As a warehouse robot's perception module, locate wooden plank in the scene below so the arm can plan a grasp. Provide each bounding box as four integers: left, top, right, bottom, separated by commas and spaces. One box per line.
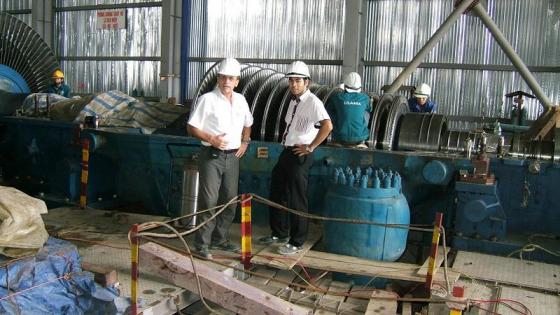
251, 228, 321, 269
453, 251, 560, 292
245, 266, 276, 286
416, 247, 450, 277
344, 286, 371, 314
268, 266, 301, 288
365, 290, 397, 315
139, 242, 309, 314
316, 281, 351, 314
401, 294, 412, 315
301, 251, 460, 284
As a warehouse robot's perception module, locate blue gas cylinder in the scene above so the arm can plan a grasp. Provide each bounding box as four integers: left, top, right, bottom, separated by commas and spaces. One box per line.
323, 170, 410, 261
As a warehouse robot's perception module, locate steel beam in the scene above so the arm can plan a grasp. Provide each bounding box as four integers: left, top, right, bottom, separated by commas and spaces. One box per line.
472, 4, 553, 110
386, 0, 480, 93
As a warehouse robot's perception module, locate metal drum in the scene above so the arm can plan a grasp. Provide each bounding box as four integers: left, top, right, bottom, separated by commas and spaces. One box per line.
323, 168, 410, 284
398, 113, 447, 152
179, 157, 199, 227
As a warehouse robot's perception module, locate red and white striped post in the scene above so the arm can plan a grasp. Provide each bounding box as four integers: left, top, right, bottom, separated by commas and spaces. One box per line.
130, 224, 138, 315
241, 194, 253, 269
426, 212, 443, 290
80, 139, 89, 209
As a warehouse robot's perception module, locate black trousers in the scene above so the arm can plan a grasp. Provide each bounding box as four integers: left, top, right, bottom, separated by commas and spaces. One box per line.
269, 148, 313, 246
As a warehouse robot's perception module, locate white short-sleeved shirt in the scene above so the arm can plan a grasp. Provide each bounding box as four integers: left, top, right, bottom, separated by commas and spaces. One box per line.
188, 88, 253, 150
284, 90, 330, 146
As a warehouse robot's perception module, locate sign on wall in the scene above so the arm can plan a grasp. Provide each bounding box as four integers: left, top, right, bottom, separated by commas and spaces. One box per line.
97, 9, 126, 30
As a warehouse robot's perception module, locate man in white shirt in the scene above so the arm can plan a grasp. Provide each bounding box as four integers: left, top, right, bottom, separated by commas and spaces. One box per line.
260, 61, 332, 255
187, 58, 253, 259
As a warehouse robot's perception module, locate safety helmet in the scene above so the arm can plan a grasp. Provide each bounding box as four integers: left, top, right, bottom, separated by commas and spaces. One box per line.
218, 58, 241, 77
412, 83, 432, 98
286, 61, 311, 79
52, 69, 64, 79
344, 72, 362, 93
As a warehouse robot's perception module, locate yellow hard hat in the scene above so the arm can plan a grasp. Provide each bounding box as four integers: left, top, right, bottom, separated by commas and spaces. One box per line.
52, 69, 64, 79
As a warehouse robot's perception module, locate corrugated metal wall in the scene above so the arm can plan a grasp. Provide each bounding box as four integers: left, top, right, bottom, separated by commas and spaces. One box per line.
55, 0, 162, 96
364, 0, 560, 119
0, 0, 32, 11
188, 0, 345, 97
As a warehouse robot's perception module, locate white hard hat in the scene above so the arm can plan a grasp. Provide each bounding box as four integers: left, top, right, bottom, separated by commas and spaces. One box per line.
344, 72, 362, 93
412, 83, 432, 98
218, 58, 241, 77
286, 61, 311, 78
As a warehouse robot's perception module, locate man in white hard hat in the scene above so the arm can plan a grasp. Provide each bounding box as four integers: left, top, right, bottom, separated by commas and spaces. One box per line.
187, 58, 253, 259
408, 83, 437, 113
326, 72, 371, 148
260, 61, 332, 255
____________________
(Work instructions): Copy out all of the material above word for word, leaving out the pictures.

(Task solution):
As a warehouse robot's perception module, locate wooden plank in the scene below so the arm can plan a grasp. Provide each bounding box as four integers: left, top, right, bottom, separated by commas and spaces. One box per line.
251, 228, 321, 269
453, 251, 560, 292
245, 266, 276, 286
416, 247, 450, 277
344, 286, 371, 314
268, 266, 301, 288
365, 290, 397, 315
139, 242, 309, 314
316, 281, 351, 314
401, 294, 412, 315
301, 251, 460, 284
As a warehouse robot's perception module, locate blue gas cylinder in the scene above so the arm can plan a grasp. Provide each bounding box as four integers: left, top, right, bottom, separated by commas and spaces. One box per line.
323, 170, 410, 261
As a warehouse robot's perception module, locate steel beam in the scene above so the arm can plan a grasp. Provide each bounding box as four integers: left, top, right, bottom, separated by commas and spaces. One box per line.
472, 4, 553, 110
386, 0, 480, 93
As a warehouse robot's perception module, locate metal drum in the scene above so the arm can plan a grasp. Provide each bounding box as four integers: left, top, right, bottom, separated by commas and spaces. One box per line.
323, 168, 410, 284
398, 113, 447, 152
179, 157, 199, 227
As a warehouse robot's perception module, locate red and white striped post in the scene above so the arm can plan a grasp. Provide each bounding box as four integers: left, top, right, bottom, separated by commas and spaces. One box per line.
130, 224, 138, 315
241, 194, 253, 269
426, 212, 443, 290
80, 139, 89, 209
As a warehouse robot's perception module, locate black trousers in the scene above so the arm can plan a grasp. Provide each bounding box as four integers: left, top, right, bottom, separated by commas and spaces. One box per line.
269, 148, 313, 246
As a warehouse robot's perception module, locate white short-sleeved shirt in the scene above so the arm can plan a grasp. Provide each bounding box as four integers: left, top, right, bottom, separated by commas and spaces. One box per line.
188, 88, 253, 150
284, 90, 330, 146
As a warehouse robot's perception module, locate sign on wall in the scene above so the arm can plan a grasp. Provide each bounding box as four integers: left, top, right, bottom, separated by commas and spaces. One box per line.
97, 9, 126, 30
As a warehouse robot's perception module, locate man in white shirt in the scene above so the arm can plan a grasp. Provide each bounding box as four integers: left, top, right, bottom, separated by commas and spaces. One box per line.
260, 61, 332, 255
187, 58, 253, 259
As a warehouse robot's perception module, locate safety helmet in the scene above so the arm can plan a grasp. Provide each bounding box as four integers: left, top, right, bottom, separated by commas and spaces. One box per line.
218, 58, 241, 77
412, 83, 432, 98
286, 61, 311, 79
52, 69, 64, 79
344, 72, 362, 93
As a warehouse robot's perception module, locate yellow hard hat in the scene above so the arm can plan a grasp. Provide each bounding box as four integers: left, top, right, bottom, separated by commas and spaces. One box per line.
52, 69, 64, 79
As a warehouse robot's perception module, locate corrugated metal wall in the scene above so the arm can plan a grasp. Provide each bounding box as four integers: left, top, right, bottom, separated by commas and spaces. One box per line.
55, 0, 162, 96
364, 0, 560, 119
0, 0, 32, 11
188, 0, 345, 97
As a warehouse robot's perception module, locate white hard hat in the scene above so the arm can plan a grasp. Provide each bounding box as four integers: left, top, right, bottom, separated by commas and spaces. One box per line.
344, 72, 362, 93
412, 83, 432, 98
218, 58, 241, 77
286, 61, 311, 78
As a warehouse robot's perception module, locate man in white hard hat in the scene above so the arm can plan a grasp. Provide each bounding box as four integers: left, top, right, bottom, separated by commas and spaces. One box per line.
187, 58, 253, 259
408, 83, 437, 113
326, 72, 371, 148
260, 61, 332, 255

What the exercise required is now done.